- _Raw records_:
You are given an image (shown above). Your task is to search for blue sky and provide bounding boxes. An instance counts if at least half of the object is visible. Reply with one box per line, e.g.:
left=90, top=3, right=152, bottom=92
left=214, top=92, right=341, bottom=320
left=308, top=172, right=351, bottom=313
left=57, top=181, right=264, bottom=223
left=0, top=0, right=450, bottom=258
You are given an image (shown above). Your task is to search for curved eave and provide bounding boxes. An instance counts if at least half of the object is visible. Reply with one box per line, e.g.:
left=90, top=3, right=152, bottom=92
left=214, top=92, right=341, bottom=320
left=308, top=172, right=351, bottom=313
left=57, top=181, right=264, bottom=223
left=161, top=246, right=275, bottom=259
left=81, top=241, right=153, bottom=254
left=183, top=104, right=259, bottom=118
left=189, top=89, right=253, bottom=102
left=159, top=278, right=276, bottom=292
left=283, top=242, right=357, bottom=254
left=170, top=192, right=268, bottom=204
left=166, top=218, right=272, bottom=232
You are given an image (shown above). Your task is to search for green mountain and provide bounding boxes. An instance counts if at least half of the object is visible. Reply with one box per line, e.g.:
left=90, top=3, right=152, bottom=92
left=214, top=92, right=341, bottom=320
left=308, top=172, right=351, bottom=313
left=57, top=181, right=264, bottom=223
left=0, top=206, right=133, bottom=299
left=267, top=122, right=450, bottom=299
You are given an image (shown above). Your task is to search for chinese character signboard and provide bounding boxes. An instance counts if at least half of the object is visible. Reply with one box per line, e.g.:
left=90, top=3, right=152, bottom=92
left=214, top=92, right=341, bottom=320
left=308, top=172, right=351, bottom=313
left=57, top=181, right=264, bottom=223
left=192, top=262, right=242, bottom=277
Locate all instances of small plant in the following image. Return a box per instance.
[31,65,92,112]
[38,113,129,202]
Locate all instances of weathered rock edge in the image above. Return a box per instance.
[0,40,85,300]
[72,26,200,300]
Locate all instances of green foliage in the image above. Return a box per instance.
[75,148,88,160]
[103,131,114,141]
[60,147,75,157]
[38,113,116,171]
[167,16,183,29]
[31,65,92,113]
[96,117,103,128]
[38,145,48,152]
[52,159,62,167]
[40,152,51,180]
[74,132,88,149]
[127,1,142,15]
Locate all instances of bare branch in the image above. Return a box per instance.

- _Your objective_: Reproduce every line of the data above, from first to last, without changing anything.

- _Answer for the task_:
You are given an image (shown above). Your task is to search for blue sky and provide bounding boxes. An instance counts if at least half of the object is visible. Reply with one box per line, e.g.:
left=90, top=3, right=152, bottom=92
left=214, top=92, right=341, bottom=320
left=308, top=172, right=351, bottom=313
left=57, top=181, right=264, bottom=223
left=0, top=0, right=450, bottom=258
You are given an image (shown above). Your task is to search for curved eave and provide bounding boxes. An instance counts if at least half of the object is visible. Reply with one box per line, e.g.:
left=90, top=3, right=152, bottom=92
left=214, top=92, right=341, bottom=320
left=308, top=172, right=351, bottom=313
left=57, top=181, right=264, bottom=223
left=161, top=246, right=275, bottom=259
left=81, top=241, right=153, bottom=254
left=183, top=104, right=259, bottom=118
left=189, top=89, right=253, bottom=102
left=159, top=278, right=276, bottom=292
left=283, top=242, right=357, bottom=254
left=170, top=192, right=268, bottom=204
left=166, top=218, right=272, bottom=232
You are given an image (shown above). Your task is to search for green mountain and provide bounding boxes. An instance counts if at least half of the object is visible. Reply with one box per line, e.g.:
left=90, top=3, right=152, bottom=92
left=214, top=92, right=341, bottom=320
left=308, top=172, right=351, bottom=313
left=57, top=181, right=264, bottom=223
left=0, top=206, right=133, bottom=299
left=267, top=122, right=450, bottom=299
You are given an image (shown above). Your task is to search for chinese character signboard and provide bounding boxes. An instance counts if at least half of the object is visible. Reply with one box per line, e.g.:
left=90, top=3, right=152, bottom=92
left=214, top=92, right=341, bottom=320
left=308, top=172, right=351, bottom=313
left=57, top=181, right=264, bottom=223
left=192, top=262, right=242, bottom=277
Locate all instances of small plant in the following image. Return a box per instance.
[31,65,92,112]
[38,113,129,202]
Locate all instances of weathered rock edge in the image above. Return a box per instance.
[0,40,85,300]
[72,26,200,300]
Locate all instances of green foliage in the image above. Return a box per instance.
[75,148,88,160]
[103,131,114,141]
[60,147,75,157]
[38,113,116,171]
[167,16,183,29]
[31,65,92,113]
[96,117,103,128]
[38,145,48,152]
[52,159,62,167]
[40,152,51,180]
[74,132,88,149]
[127,1,142,15]
Locate all instances of bare branch in the image above. Return a box per instance.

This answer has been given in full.